• [ITEMS]
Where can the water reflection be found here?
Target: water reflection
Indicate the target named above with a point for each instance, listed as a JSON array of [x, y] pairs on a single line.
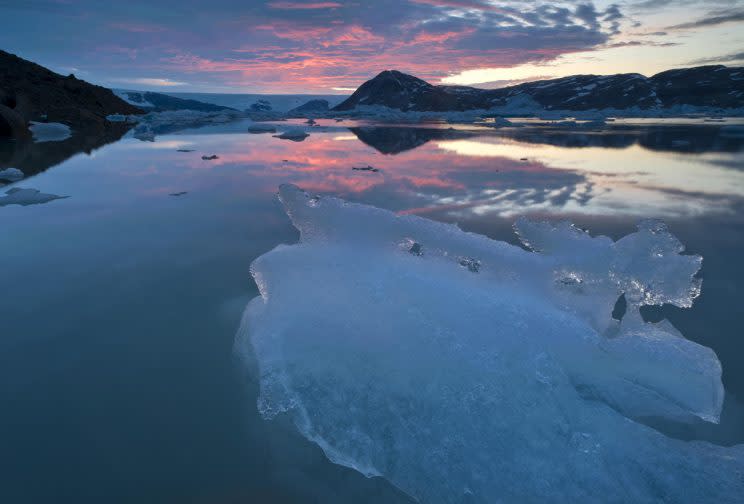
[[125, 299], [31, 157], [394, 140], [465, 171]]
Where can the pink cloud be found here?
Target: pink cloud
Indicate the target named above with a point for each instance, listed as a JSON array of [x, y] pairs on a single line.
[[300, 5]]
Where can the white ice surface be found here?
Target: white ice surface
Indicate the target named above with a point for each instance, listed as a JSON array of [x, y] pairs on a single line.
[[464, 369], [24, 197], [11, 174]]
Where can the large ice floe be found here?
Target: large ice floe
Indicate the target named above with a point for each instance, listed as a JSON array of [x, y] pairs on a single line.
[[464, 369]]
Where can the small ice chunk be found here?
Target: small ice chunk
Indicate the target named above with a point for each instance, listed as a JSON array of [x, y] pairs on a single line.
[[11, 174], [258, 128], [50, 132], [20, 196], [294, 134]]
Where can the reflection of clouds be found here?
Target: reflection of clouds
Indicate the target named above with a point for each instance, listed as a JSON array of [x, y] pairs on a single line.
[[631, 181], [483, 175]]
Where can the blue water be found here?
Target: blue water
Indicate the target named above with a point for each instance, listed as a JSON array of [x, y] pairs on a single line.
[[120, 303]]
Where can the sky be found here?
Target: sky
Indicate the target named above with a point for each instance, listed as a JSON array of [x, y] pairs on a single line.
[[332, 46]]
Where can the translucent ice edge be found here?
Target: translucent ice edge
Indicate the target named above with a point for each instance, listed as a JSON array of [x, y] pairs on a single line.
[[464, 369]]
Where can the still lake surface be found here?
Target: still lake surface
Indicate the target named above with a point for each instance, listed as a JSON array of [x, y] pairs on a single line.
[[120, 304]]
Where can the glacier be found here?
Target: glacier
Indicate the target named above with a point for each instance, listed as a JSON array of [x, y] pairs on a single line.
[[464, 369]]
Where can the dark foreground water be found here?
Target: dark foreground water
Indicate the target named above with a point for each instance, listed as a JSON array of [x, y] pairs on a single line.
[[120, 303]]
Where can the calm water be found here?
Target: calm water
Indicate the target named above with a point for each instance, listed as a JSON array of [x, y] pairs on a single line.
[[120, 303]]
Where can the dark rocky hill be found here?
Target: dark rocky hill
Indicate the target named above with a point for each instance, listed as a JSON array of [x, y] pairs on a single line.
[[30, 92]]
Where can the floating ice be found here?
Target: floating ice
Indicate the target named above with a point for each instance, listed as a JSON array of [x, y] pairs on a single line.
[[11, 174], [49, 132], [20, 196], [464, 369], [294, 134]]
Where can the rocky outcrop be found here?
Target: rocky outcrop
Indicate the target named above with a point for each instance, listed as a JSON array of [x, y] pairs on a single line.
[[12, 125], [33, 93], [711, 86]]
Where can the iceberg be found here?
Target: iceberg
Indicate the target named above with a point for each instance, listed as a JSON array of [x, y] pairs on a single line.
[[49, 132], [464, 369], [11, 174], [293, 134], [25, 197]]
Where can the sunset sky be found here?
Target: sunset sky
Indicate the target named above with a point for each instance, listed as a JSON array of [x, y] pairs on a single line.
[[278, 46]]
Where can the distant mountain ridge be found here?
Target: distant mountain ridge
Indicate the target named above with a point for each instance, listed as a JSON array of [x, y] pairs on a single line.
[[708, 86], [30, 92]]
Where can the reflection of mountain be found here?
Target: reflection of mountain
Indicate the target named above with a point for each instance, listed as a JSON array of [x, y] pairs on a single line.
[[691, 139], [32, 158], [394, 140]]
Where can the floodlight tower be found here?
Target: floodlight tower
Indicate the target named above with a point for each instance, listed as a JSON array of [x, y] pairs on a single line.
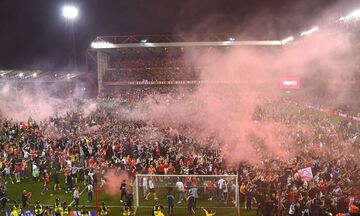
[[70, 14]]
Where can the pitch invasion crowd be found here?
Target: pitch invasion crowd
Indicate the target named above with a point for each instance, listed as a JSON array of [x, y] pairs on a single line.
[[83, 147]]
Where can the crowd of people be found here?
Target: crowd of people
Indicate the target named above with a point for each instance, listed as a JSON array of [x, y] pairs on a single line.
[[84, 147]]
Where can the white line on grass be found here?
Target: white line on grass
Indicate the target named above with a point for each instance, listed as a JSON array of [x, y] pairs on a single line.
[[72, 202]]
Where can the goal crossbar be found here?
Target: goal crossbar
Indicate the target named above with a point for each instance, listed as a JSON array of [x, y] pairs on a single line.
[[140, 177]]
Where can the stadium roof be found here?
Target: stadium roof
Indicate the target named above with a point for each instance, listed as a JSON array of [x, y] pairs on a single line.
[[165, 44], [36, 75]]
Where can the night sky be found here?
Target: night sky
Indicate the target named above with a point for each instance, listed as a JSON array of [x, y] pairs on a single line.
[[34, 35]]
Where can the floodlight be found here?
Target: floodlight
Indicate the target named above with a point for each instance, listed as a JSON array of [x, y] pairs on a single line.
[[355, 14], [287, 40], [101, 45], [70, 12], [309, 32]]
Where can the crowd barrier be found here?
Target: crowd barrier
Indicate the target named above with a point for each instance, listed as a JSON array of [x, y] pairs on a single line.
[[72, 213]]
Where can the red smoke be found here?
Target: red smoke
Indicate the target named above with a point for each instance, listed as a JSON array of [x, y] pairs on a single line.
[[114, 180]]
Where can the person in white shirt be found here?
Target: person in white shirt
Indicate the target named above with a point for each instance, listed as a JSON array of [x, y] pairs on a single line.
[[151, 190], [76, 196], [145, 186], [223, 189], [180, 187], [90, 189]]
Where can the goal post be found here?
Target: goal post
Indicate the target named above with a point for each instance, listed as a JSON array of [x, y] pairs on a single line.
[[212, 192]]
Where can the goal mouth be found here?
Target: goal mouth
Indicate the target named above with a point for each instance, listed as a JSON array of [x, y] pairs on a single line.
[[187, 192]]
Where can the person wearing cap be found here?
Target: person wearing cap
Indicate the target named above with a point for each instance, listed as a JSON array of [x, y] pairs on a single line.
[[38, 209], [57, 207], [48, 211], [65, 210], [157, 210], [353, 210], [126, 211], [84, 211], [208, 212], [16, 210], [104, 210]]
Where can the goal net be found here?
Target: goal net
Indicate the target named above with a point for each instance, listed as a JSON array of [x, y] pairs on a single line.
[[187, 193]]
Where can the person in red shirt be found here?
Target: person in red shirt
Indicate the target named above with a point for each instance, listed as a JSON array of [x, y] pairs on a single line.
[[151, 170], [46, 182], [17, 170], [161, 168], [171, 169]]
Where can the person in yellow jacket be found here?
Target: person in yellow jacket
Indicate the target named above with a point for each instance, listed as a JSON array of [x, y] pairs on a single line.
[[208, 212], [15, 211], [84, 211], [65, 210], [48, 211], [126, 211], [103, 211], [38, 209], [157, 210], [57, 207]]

• [THE REQUEST]
Retype all of the material above word for word, leaving out the pictures.

• [WRITTEN RESPONSE]
Where can the water reflection be found here?
Target: water reflection
Indicate the target named above with a point for each instance, listed as a JSON array of [x, y] pairs on a single line.
[[125, 299], [31, 157], [394, 140], [465, 171]]
Where can the pink cloud be found here?
Target: pink cloud
Indicate the target named above with a point for each instance, listed as a JSON array of [x, y] pairs on a single line.
[[300, 5]]
Where can the white ice surface be found here?
Target: white ice surface
Indicate the target named above with a point for each instance, listed as a JSON array of [x, y] pairs on a single line.
[[464, 369], [24, 197], [11, 174]]
Where can the large ice floe be found here?
Target: large ice floe
Indicate the target named above with a point for each instance, listed as a JSON array of [x, y] pairs on a single line.
[[464, 369]]
Where can the small ice chunk be found here?
Target: small ice chunk
Indicate the target named above with a point for each instance, listed as a JSON array of [x, y] pairs on a single line.
[[11, 174], [258, 128], [50, 132], [20, 196], [294, 134]]
Where can the reflection of clouds be found here?
Target: reflection of clouds
Indicate the target named above with a point for each instance, listed as a JSON array of [x, y] pairs on a single line.
[[631, 181], [483, 175]]
Where can the blue water be found here?
Target: blue water
Indicate the target named above with a point for each instance, listed as a JSON array of [x, y] pairs on a single line.
[[120, 303]]
Where can the sky be found here?
Target: sky
Indicate the target named above with a point for each instance, listed as a JSON array of [x, y] pairs on a single line.
[[332, 46]]
Where can the translucent ice edge be found here?
Target: translucent ice edge
Indicate the target named above with a point for each instance, listed as a JSON array of [x, y] pairs on a single line.
[[464, 369]]
Where can the still lake surface be found here?
Target: still lake surface
Indicate the target named above with a point for each instance, listed as a JSON array of [x, y] pairs on a single line.
[[120, 304]]
Where can the glacier be found here?
Target: glacier
Indicate the target named above with a point for each instance, listed as a JSON array of [x, y] pairs on a single line.
[[464, 369]]
Where can the dark foreground water be found here?
Target: dark foreground water
Indicate the target named above with a point for each instance, listed as a JSON array of [x, y] pairs on a single line.
[[120, 303]]
Where can the calm water be found here?
Target: calm water
Indicate the target named above with a point for each instance, listed as a JSON array of [x, y] pairs on a single line.
[[120, 303]]
Where can the dark rocky hill be found here?
Target: dark rocky hill
Indicate the target named above with a point for each instance, listed as a JSON array of [x, y] pairs on a single line.
[[30, 92]]
Where can the floating ice be found here?
Target: floating ice
Indicate the target named above with a point for each instance, listed as a JSON array of [x, y] pairs on a single line.
[[11, 174], [49, 132], [20, 196], [464, 369], [294, 134]]
Where can the rocky outcrop be found here?
Target: rocky outcrop
Indicate the target named above with a point for each instance, listed as a JSON array of [x, y] pairs on a single line.
[[12, 125], [33, 93], [711, 86]]
Where can the iceberg be found here?
Target: iceberg
Indicate the target named above with a point for each instance, listed as a JSON array of [x, y] pairs on a single line.
[[49, 132], [464, 369], [11, 174], [293, 134], [25, 197]]
Where can the sunset sky be found here?
Target: sunset sky
Indicate the target named above with a point for each instance, listed as a JSON array of [x, y] pairs on a single line.
[[278, 46]]
Where can the distant mountain ridge be found here?
Target: distant mountain ridge
Indicate the target named above with a point for each instance, listed as a JSON array of [x, y] pairs on a single line.
[[708, 86], [30, 92]]
Where can the reflection of mountain be found here?
Target: reflection of mountain
Indicate the target named above with a point for each instance, listed as a JSON array of [x, y] pairs on a single line.
[[691, 139], [32, 158], [394, 140]]
Where can the floodlight tower be found here?
Target: floodlight tower
Indicate the target named above with a point for each instance, listed as a JSON array of [x, y] pairs on a single line.
[[70, 14]]
Where can the pitch invasion crowd be found here?
Target: pitch invasion crowd
Indicate the target named above with a point for each instance, listed as a JSON array of [x, y] pairs on a single line.
[[83, 147]]
Where can the crowd of people be found here?
Target: crowd of people
Indicate the target named above with a point for each instance, listed as a JSON array of [x, y] pairs on a single line.
[[84, 147]]
Where can the white line on grass be found here?
Target: white line on grass
Indicate the target named above with a point for each instance, listed as a JSON array of [x, y] pairs on a single line.
[[72, 202]]
Where can the goal crossbar be found here?
Target: goal crossbar
Indicate the target named above with a point for each instance, listed as a JSON array of [x, y] pairs on a single line.
[[140, 177]]
Where can the stadium roof be found here?
Target: stadium roof
Indicate the target named above with a point for each instance, listed as a JSON array of [x, y] pairs on a single line.
[[165, 44], [36, 75]]
Where can the night sky be found here?
Target: night sky
Indicate the target named above with a point for each instance, listed as a JSON array of [x, y] pairs on a single line.
[[34, 35]]
Where can the floodlight be found here?
Target: floodlight
Indicate the target named above with a point for each instance, listed as a JSON array of [x, y] pairs on a single line.
[[355, 14], [287, 40], [101, 45], [70, 12], [309, 32]]
Where can the crowd barrier be found here?
Target: crowd barrier
Indicate the target named above with a point for each instance, listed as a JSON array of [x, y] pairs on a single line.
[[72, 213]]
Where can the red smoke be found here?
Target: red smoke
Indicate the target named above with a point for each instance, listed as a JSON array of [x, y] pairs on a single line.
[[114, 180]]
Where can the person in white shirt be found here?
Target: person in white shirt
Indicate the target named above with a point for each instance, listed as a JSON array of [x, y] pairs on a single line.
[[151, 190], [76, 196], [145, 186], [223, 189], [180, 187], [90, 189]]
Where can the goal post be found here?
Target: goal post
Indicate the target named above with a point for each instance, listed as a JSON array of [x, y] pairs on a single line.
[[212, 192]]
Where can the goal mouth be found here?
Target: goal mouth
Indicate the target named above with a point for each instance, listed as a JSON array of [x, y] pairs on a single line.
[[187, 192]]
Where can the person wearing cap be found here?
Target: person wearing cap
Indicate the target named above with a point for each instance, listed as a JSON array of [x, y] pairs on a single line.
[[38, 209], [57, 207], [48, 211], [65, 210], [157, 210], [353, 210], [126, 211], [84, 211], [208, 212], [16, 210], [104, 210]]
Where can the goal net be found here?
Target: goal net
Indicate the target named above with a point for each instance, listed as a JSON array of [x, y] pairs on a single line.
[[187, 193]]
Where can the person in red shirt be found here?
Target: person in red shirt
Indicate the target named above with a point for each instance, listed as a JSON array of [x, y] pairs on a single line.
[[151, 170], [46, 182], [17, 170], [161, 168], [171, 169]]
Where can the person in yellow jacket be found here?
Target: person in yellow jacket
Indicate the target named above with a point for each instance, listed as a JSON array of [x, y] pairs on a single line.
[[208, 212], [15, 211], [84, 211], [65, 210], [48, 211], [126, 211], [103, 211], [38, 209], [157, 210], [57, 207]]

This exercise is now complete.